* **What the exercise asks**
The full data, repeated exactly, is the only answer needed.

(Free-text object descriptions)
━━━━━━━━━━━━━━━━━━━━━━━━━━━━━━

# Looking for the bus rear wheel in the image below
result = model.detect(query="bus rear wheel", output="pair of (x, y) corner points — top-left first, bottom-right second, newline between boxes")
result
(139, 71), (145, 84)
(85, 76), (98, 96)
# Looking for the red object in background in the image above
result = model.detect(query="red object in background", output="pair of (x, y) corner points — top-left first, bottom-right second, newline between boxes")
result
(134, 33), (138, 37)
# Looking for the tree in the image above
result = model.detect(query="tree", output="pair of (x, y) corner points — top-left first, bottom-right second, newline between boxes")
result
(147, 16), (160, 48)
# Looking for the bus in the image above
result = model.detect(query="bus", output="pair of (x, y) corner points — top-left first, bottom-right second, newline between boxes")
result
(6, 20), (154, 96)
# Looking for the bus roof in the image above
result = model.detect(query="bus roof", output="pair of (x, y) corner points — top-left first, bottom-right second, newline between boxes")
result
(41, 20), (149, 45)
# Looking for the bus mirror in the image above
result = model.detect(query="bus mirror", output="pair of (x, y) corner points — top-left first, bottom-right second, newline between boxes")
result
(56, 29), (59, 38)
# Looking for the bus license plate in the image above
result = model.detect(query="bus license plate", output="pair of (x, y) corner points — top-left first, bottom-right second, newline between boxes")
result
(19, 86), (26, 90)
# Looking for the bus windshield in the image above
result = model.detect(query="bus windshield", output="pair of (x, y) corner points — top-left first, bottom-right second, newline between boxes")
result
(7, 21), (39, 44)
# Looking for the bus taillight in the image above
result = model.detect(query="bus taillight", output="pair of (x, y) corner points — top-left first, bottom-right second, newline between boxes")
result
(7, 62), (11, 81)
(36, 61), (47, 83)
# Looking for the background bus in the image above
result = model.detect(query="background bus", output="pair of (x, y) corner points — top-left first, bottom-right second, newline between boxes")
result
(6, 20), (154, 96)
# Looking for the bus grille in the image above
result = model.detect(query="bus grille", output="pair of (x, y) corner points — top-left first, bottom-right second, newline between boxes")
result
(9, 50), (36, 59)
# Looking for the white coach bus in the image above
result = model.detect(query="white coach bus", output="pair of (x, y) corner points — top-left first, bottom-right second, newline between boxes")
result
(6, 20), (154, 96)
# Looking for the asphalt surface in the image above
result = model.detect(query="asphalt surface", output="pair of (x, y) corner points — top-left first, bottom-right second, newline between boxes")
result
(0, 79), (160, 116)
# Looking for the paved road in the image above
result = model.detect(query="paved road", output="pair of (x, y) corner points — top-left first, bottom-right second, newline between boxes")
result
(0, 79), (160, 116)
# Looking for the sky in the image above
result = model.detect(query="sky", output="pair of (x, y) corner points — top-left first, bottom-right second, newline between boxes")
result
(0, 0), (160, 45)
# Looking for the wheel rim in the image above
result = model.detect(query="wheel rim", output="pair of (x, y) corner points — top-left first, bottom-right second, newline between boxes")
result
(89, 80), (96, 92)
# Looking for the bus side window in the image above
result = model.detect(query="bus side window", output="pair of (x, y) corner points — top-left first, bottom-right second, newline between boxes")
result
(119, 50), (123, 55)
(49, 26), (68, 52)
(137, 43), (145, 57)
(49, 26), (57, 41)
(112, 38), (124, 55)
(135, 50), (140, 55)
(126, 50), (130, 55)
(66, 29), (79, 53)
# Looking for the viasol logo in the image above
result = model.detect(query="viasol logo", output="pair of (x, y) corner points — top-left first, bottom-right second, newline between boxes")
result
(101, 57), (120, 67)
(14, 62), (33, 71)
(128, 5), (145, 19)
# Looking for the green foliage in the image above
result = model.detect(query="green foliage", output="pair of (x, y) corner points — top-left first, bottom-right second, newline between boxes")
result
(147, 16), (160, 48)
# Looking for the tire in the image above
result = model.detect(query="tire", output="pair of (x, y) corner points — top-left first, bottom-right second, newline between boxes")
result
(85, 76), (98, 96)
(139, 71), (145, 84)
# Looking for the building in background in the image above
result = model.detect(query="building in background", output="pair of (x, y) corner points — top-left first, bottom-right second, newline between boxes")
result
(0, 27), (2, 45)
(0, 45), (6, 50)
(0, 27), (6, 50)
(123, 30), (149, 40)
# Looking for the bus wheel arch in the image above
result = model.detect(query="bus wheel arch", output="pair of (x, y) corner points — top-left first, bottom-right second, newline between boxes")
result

━━━━━━━━━━━━━━━━━━━━━━━━━━━━━━

* **Solution**
# Looking for the bus rear wheel in the image below
result = model.detect(query="bus rear wheel", output="pair of (x, y) corner points — top-left first, bottom-right second, newline between boxes")
result
(139, 71), (145, 84)
(85, 76), (98, 96)
# Looking for the red object in background in the image above
result = model.detect(query="red object in background", output="pair of (x, y) corner points — top-left first, bottom-right second, newline between boxes")
result
(134, 33), (138, 37)
# Looking for the tree in the image above
result = model.detect(query="tree", output="pair of (x, y) corner points — top-left first, bottom-right second, newline between boxes")
result
(147, 16), (160, 48)
# Looking for the bus in the image above
result = model.detect(query="bus", output="pair of (x, y) corner points — top-left first, bottom-right second, newline between boxes")
result
(6, 20), (154, 96)
# Looking for the bus roof in the image above
result = model.detect(query="bus roof", output="pair of (x, y) corner points — top-left first, bottom-right second, newline between boxes")
result
(41, 20), (149, 45)
# Looking for the bus mirror in the image above
result = model.detect(query="bus mirror", output="pair of (x, y) corner points — top-left first, bottom-right second, newline between boxes")
result
(56, 29), (59, 38)
# Looking for the bus license plate in the image above
result = model.detect(query="bus license plate", output="pair of (x, y) corner points — top-left first, bottom-right second, newline between boxes")
result
(19, 86), (26, 90)
# Looking for the bus windshield in the image above
result = model.detect(query="bus windshield", output="pair of (x, y) corner points — top-left first, bottom-right second, newline between boxes")
result
(7, 21), (39, 44)
# Looking for the bus taillight in the image above
result = model.detect(query="bus taillight", output="pair of (x, y) corner points — top-left first, bottom-right second, newline between boxes")
result
(7, 62), (11, 81)
(36, 61), (47, 83)
# Looking for the background bus in the image above
result = model.detect(query="background bus", output="pair of (x, y) corner points — top-left first, bottom-right second, newline between boxes")
result
(6, 20), (154, 96)
# Looking for the bus grille in the image above
result = model.detect(query="bus grille", output="pair of (x, y) corner points — top-left first, bottom-right second, newline between boxes")
result
(9, 50), (36, 59)
# Looking for the white coach bus in the image above
result = model.detect(query="white coach bus", output="pair of (x, y) corner points — top-left first, bottom-right second, newline between boxes")
result
(6, 20), (154, 96)
# Looking for the asphalt surface in the image above
result = model.detect(query="asphalt surface", output="pair of (x, y) corner points — top-left first, bottom-right second, newline between boxes")
result
(0, 79), (160, 116)
# Looking for the paved road in the image above
result = model.detect(query="paved road", output="pair of (x, y) corner points — top-left first, bottom-right second, newline between boxes")
result
(0, 79), (160, 116)
# Looking for the sky in the image above
result = model.detect(query="sky", output="pair of (x, y) corner points — top-left first, bottom-right second, newline between boxes")
result
(0, 0), (160, 45)
# Looking for the wheel rim in the image above
result = model.detect(query="wheel rim", output="pair of (x, y) corner points — top-left first, bottom-right second, newline between boxes")
result
(89, 80), (96, 92)
# Looking for the bus side window in the image above
result = model.detect(query="bus side window", output="pair of (x, y) corner points — top-left first, bottom-right second, newline between boxes")
result
(119, 50), (123, 55)
(49, 26), (68, 52)
(137, 43), (145, 57)
(49, 26), (57, 41)
(112, 38), (124, 55)
(135, 50), (140, 55)
(126, 50), (130, 55)
(66, 29), (79, 53)
# Looking for the viasol logo in the image above
result = model.detect(query="viasol logo", output="pair of (x, y) corner points — top-left first, bottom-right second, newline between boxes")
result
(101, 57), (120, 67)
(14, 62), (33, 71)
(128, 5), (145, 19)
# Looking for the green foliage in the image above
result = model.detect(query="green foliage", output="pair of (x, y) corner points — top-left first, bottom-right second, newline between boxes")
result
(147, 16), (160, 48)
# Looking for the tire in the image above
result = model.detect(query="tire", output="pair of (x, y) corner points — top-left first, bottom-right second, newline between boxes")
result
(85, 76), (98, 96)
(139, 71), (145, 84)
# Looking for the building in background in the image above
result = model.detect(query="building in background", output="pair of (x, y) corner points — top-left first, bottom-right second, newline between boxes")
result
(0, 27), (2, 45)
(0, 45), (6, 50)
(0, 27), (6, 50)
(123, 30), (149, 40)
# Looking for the bus wheel arch in the image above
result = model.detect(query="bus wheel arch", output="pair of (x, y) corner points — top-left first, bottom-right second, newline between boxes")
result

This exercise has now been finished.